* Given request 1
Reproduce word for word the part of the X-Men III thread starting with "It features Moira" and going on through "with the details.".

* Provided passage
((
# X-Men III



## Danny R (Jul 5, 2002)

Not a bad film, but for some reason rather unsatisfying compared to the first two. Don't feel bad if you wait around for the DVD.

FYI, if you are seeing this movie, wait around till the credits finish for a quick 30 second scene afterwards... although it will likely only make sense to those who are true fans of the comic.


Spoiler



It features Moira MacTaggart (who fans will recognize as a nobel wining human scientist who was once married to Charles Xavier) attending a wounded mutant who's identity I'll not spoil.


----------



## JM Anthony (Nov 16, 2003)

I thought it was pretty good, but short. It would have been nice if they would have developed at least one of the relationships (J&W) in more detail. I thought the storylines, overall, were pretty interesting. Danny, I didn't see the end of the credits. Pls. post another spoiler with the details.

Thanks!

John


----------



## jrjcd (Apr 23, 2002)

good film-would have been much better if they had dropped the phoenix storyline, which was ill served ...obviously, no one at fox or marvel really believed that this film would have the legs that it does...lol

and geez, halle berry-get off the high host and look at the numbers-the ONLY time you are in a movie that makes money is an x man film and even the movie you won the oscer for for screwing billy bob thornton didn't make any real money...lol


----------



## Nick (Apr 23, 2002)

jrjcd said:


> ...the movie (Halle Berry) won the Oscar for screwing Billy Bob Thornton didn't make any real money...lol


......... :thats: Perhaps not, but it was fun to watch.


----------



## jrjcd (Apr 23, 2002)

that's beside the point....lol


----------



## Capmeister (Sep 16, 2003)

The movie suffered from poor motivation on some levels, brought up a lot of issues it didn't want to resolve, and overall was the weakest of the 3 X-movies. But, it was an okay summer movie, very pretty to look at, and mostly fun. I'd give it 3 out of 5 stars.


----------
))
* Working data
((
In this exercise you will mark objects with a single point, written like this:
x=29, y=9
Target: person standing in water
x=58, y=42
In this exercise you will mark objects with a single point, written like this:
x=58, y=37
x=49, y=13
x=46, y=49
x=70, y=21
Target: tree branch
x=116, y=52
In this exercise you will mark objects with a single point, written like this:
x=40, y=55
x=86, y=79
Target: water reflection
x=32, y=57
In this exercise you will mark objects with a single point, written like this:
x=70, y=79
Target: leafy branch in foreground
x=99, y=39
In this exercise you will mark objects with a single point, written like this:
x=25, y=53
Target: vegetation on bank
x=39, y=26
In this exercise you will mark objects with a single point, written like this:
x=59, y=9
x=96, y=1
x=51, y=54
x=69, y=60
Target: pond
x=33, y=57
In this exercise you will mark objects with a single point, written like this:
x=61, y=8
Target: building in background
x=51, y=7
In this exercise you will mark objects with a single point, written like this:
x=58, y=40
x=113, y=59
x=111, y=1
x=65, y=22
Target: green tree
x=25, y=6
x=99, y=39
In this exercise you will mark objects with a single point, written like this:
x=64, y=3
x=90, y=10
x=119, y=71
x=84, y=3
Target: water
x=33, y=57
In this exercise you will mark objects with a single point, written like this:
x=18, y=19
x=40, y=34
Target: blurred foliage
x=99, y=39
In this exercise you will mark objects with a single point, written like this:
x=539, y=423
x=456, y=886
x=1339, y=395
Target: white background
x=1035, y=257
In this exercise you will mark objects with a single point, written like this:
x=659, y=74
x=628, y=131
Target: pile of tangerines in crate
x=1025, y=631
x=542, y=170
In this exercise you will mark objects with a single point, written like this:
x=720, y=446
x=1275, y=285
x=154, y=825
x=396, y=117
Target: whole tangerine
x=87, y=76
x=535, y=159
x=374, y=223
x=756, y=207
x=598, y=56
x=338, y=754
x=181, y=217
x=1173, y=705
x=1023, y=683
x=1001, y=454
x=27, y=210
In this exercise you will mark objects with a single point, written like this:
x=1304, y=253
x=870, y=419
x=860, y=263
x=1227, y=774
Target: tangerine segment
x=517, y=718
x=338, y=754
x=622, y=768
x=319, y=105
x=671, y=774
))
* Given request 2
Count the lines in the entries above that contain the string "background", and reply with the number alone.

* Exercise result 1
It features Moira MacTaggart (who fans will recognize as a nobel wining human scientist who was once married to Charles Xavier) attending a wounded mutant who's identity I'll not spoil.


----------



## JM Anthony (Nov 16, 2003)

I thought it was pretty good, but short. It would have been nice if they would have developed at least one of the relationships (J&W) in more detail. I thought the storylines, overall, were pretty interesting. Danny, I didn't see the end of the credits. Pls. post another spoiler with the details.

* Exercise result 2
2